[Records provided]
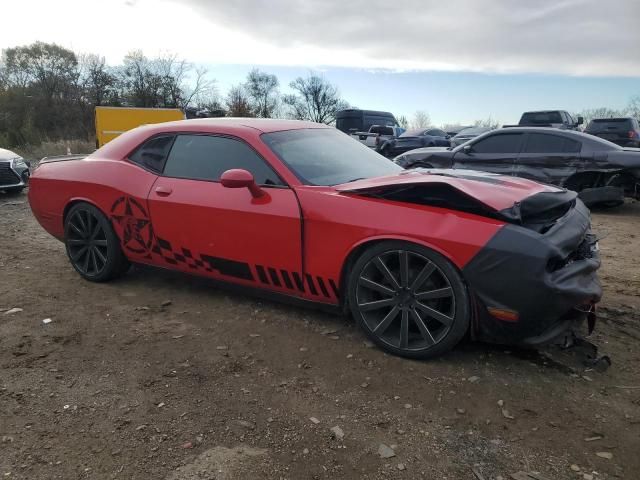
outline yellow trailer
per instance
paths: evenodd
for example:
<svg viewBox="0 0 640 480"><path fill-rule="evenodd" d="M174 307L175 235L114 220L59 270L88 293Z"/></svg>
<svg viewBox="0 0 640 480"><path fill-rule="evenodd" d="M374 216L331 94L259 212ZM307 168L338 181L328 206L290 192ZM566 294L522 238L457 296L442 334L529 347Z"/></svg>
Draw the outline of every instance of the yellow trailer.
<svg viewBox="0 0 640 480"><path fill-rule="evenodd" d="M96 147L140 125L185 118L179 108L96 107Z"/></svg>

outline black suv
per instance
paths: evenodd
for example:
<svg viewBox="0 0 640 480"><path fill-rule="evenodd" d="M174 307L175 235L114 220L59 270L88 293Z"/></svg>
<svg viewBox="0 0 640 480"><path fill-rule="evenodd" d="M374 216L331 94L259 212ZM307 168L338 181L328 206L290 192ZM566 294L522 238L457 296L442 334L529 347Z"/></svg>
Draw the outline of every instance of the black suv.
<svg viewBox="0 0 640 480"><path fill-rule="evenodd" d="M640 150L573 130L492 130L455 148L418 148L395 158L404 168L460 168L524 177L579 192L587 205L640 199Z"/></svg>
<svg viewBox="0 0 640 480"><path fill-rule="evenodd" d="M594 118L584 132L621 147L640 148L640 127L635 118Z"/></svg>

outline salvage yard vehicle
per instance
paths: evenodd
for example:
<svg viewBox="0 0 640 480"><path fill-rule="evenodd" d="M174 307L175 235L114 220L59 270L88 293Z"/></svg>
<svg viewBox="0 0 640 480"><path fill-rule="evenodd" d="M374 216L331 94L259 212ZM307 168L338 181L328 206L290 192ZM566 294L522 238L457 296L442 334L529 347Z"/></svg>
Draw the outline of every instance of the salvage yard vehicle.
<svg viewBox="0 0 640 480"><path fill-rule="evenodd" d="M505 125L505 127L553 127L562 130L578 130L584 123L584 118L573 118L566 110L540 110L536 112L524 112L518 125Z"/></svg>
<svg viewBox="0 0 640 480"><path fill-rule="evenodd" d="M594 118L584 133L604 138L621 147L640 148L640 126L633 117Z"/></svg>
<svg viewBox="0 0 640 480"><path fill-rule="evenodd" d="M491 130L493 129L490 127L465 128L463 130L460 130L460 132L451 139L451 146L457 147L458 145L462 145L463 143L466 143L469 140L476 138L479 135L482 135L483 133L490 132Z"/></svg>
<svg viewBox="0 0 640 480"><path fill-rule="evenodd" d="M421 147L448 147L449 135L439 128L421 128L404 132L398 138L391 138L380 146L379 152L393 158L409 150Z"/></svg>
<svg viewBox="0 0 640 480"><path fill-rule="evenodd" d="M587 206L640 198L640 151L555 128L492 130L455 148L400 155L404 168L454 168L523 177L579 192Z"/></svg>
<svg viewBox="0 0 640 480"><path fill-rule="evenodd" d="M358 108L347 108L336 112L336 128L341 132L348 134L366 132L372 125L399 126L396 117L391 112L360 110Z"/></svg>
<svg viewBox="0 0 640 480"><path fill-rule="evenodd" d="M29 162L11 150L0 148L0 190L20 193L29 183Z"/></svg>
<svg viewBox="0 0 640 480"><path fill-rule="evenodd" d="M42 162L31 209L73 268L130 263L350 311L425 358L474 339L566 339L600 300L574 192L466 171L405 171L326 125L203 119L136 128Z"/></svg>
<svg viewBox="0 0 640 480"><path fill-rule="evenodd" d="M385 125L372 125L368 132L352 133L351 137L358 140L363 145L373 148L376 151L384 145L387 140L396 138L404 133L402 127L391 127Z"/></svg>

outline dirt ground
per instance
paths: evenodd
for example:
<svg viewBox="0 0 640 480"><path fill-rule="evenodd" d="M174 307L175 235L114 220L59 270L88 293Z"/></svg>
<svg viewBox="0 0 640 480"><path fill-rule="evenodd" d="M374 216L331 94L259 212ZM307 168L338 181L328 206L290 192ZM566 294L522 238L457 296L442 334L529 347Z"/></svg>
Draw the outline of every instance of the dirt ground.
<svg viewBox="0 0 640 480"><path fill-rule="evenodd" d="M26 200L0 194L0 478L640 478L640 203L593 214L600 373L470 343L396 358L167 271L91 284Z"/></svg>

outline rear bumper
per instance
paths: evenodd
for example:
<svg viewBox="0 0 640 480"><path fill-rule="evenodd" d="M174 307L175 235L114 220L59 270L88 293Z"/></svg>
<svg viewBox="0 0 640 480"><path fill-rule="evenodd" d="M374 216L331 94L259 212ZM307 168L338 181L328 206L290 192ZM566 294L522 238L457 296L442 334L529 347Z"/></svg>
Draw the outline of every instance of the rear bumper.
<svg viewBox="0 0 640 480"><path fill-rule="evenodd" d="M589 212L580 201L544 234L503 227L463 269L476 299L475 336L534 345L583 321L582 312L602 296L593 242Z"/></svg>

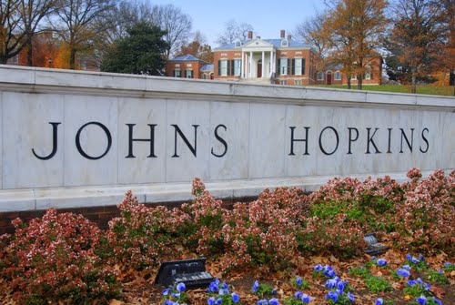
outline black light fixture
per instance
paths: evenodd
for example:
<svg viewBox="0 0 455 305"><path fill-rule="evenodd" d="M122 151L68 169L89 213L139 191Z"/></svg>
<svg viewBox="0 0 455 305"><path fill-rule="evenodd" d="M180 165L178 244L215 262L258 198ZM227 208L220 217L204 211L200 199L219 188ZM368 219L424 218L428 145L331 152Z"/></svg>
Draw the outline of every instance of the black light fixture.
<svg viewBox="0 0 455 305"><path fill-rule="evenodd" d="M369 255L379 255L384 253L388 250L388 247L380 242L378 242L376 239L376 235L374 233L365 234L363 237L363 240L365 240L368 244L367 249L365 249L365 253Z"/></svg>
<svg viewBox="0 0 455 305"><path fill-rule="evenodd" d="M207 288L215 280L206 271L206 259L165 261L159 266L155 284L171 287L184 283L187 289Z"/></svg>

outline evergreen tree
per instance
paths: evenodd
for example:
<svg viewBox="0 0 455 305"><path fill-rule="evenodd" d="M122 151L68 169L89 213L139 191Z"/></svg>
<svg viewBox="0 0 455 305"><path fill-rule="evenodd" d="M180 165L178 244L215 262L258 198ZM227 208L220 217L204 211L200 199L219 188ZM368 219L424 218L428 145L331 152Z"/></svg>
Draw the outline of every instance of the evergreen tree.
<svg viewBox="0 0 455 305"><path fill-rule="evenodd" d="M138 22L127 31L127 36L114 42L104 56L101 71L163 75L164 54L168 44L163 40L166 31L147 22Z"/></svg>

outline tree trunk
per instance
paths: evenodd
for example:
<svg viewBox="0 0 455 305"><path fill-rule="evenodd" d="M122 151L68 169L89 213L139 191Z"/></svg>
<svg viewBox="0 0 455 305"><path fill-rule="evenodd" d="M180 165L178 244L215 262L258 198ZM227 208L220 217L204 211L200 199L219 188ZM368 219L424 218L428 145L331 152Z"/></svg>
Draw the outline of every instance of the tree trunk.
<svg viewBox="0 0 455 305"><path fill-rule="evenodd" d="M359 76L357 76L357 88L359 90L361 90L362 85L363 85L363 75L360 73Z"/></svg>
<svg viewBox="0 0 455 305"><path fill-rule="evenodd" d="M413 94L417 93L416 71L415 71L414 68L412 68L412 76L411 76L411 83L410 83L410 93L413 93Z"/></svg>
<svg viewBox="0 0 455 305"><path fill-rule="evenodd" d="M29 39L25 45L25 52L27 55L27 61L26 65L28 66L33 66L33 46L32 46L32 39Z"/></svg>
<svg viewBox="0 0 455 305"><path fill-rule="evenodd" d="M76 69L76 48L73 46L70 46L69 51L69 68Z"/></svg>

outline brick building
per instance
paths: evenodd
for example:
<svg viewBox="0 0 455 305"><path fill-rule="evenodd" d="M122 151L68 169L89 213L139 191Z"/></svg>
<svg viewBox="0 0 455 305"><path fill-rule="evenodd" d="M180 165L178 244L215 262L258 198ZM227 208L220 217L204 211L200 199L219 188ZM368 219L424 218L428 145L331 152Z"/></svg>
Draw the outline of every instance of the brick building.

[What the task requires] Render everything in the entries above, from the line containing "outline rear bumper" down to the line containing "212L580 201L544 234L503", as a numbered list, with both of those lines included and blank lines left out.

[Result]
1. outline rear bumper
2. per instance
3. paths: evenodd
4. for example:
5. <svg viewBox="0 0 640 480"><path fill-rule="evenodd" d="M174 307L175 235L114 220L59 270L88 293Z"/></svg>
6. <svg viewBox="0 0 640 480"><path fill-rule="evenodd" d="M374 216L331 94L259 212ZM307 168L338 181L328 206L290 192ZM566 294L522 238L457 296L442 334L529 347Z"/></svg>
7. Draw the outline of every instance of the rear bumper.
8. <svg viewBox="0 0 640 480"><path fill-rule="evenodd" d="M589 212L580 201L544 234L503 227L463 269L476 299L475 336L534 345L583 321L582 312L602 296L593 242Z"/></svg>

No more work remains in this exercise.